Exercise instructions →
In the forum post below about histogram percentiles, transcribe the passage that begins at "I know I can" and stops after "recompute the quantiles.".

Extract to read →
Hi,
I have two data sets from the same population. I need to create a histogram using the first data set and convert the second data set into percentile values using the first data set. Also while evaluating the second data set I need to keep updating the histogram with that data as well.
I know I can use TH1->Fill to keep adding data from the second set while i’m evaluating it. And I keep doing computeIntegral() to recompute the quantiles.
However over time the bins below the lowest and above the highest accumulate a large number of outliers. This makes the percentiles I calculate erroneous. I would like to adjust/move/shift the bin contents from time to time to bring the outliers back into the regular histogram bins. How can this be done?

Dataset excerpt →
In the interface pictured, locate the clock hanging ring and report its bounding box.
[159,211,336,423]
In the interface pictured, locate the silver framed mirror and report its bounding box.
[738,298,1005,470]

Correct result →
I know I can use TH1->Fill to keep adding data from the second set while i’m evaluating it. And I keep doing computeIntegral() to recompute the quantiles.